_About this task_: Pick up the text below on fuel flow testing and the 460's dual pump trouble, and continue it after its last sentence.

(Extract to read Opens)

Fuel flow testing, I always just used a old pop bottle.
Time how long it takes to fill a 1 liter bottle, Then convert it to liters per hour LPH or Gallons per hour gph.
Can't remember but I think it is supposed to be over 30gph.

Doesn't have to be exact, the results are usually obvious.

The 460's with that dual pump system were the worst. Everything tested fine, injectors, pressure, regulator, but the flow was so low the fuel would sit in the rail too long and would begin to boil. So you were trying to inject vapors instead of liquid gasoline. Doesn't work so well.
Symptoms often look like fuel filter restriction. Worst when working the engine hard, but it wasn't fuel restriction it was heat under the hood causing the problems.
Another, long crank times. If you cycle the key on, key off 3 or 4 times and let the fuel pumps clear the rail it would start right up rather than an extended crank which usually showed itself after sitting 15-20 minutes like when running into the store quick.

(Extract to read Closes)
(Supplied information Opens)

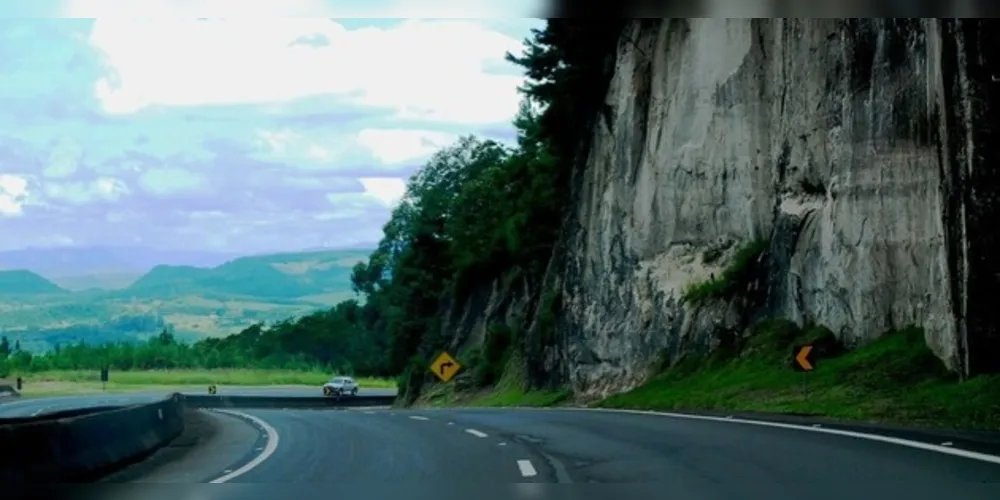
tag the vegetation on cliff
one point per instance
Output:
(478, 211)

(Supplied information Closes)

_Answer section_:
Ethanol made this problem so much worse because ethanol boils sooner than premium.

During my quests to fix this problem on more than one occasion I think I had read that most in tank replacement pumps are the wrong style, incorrect impeller or something like that and won't work correctly with the high pressure inline pump mounted on the frame rail.

I just yanked them both. Got a single pump from Summit racing. You can hose clamp it to the original sending unit/pick up tube in the tank. You can get "fuel line repair kit" in the help section of most parts stores that plug right into the line and bypass the frame rail pump.

Done a few of them like that now and the people seem to love them. It had been a nagging problem for years that nobody could seem to fix.

Any OP says he thinks he got the high rpms thing fixed with the ISC or IAC i guess I call it. Fuel flow test would tell you if the kink in the pressure rail would be causing an issue or not.

The roaring sound could be the engine fan?

In that thread he was asked to try running it with the gas cap off because it runs better on almost an empty tank of fuel. I don't see where he has tried that.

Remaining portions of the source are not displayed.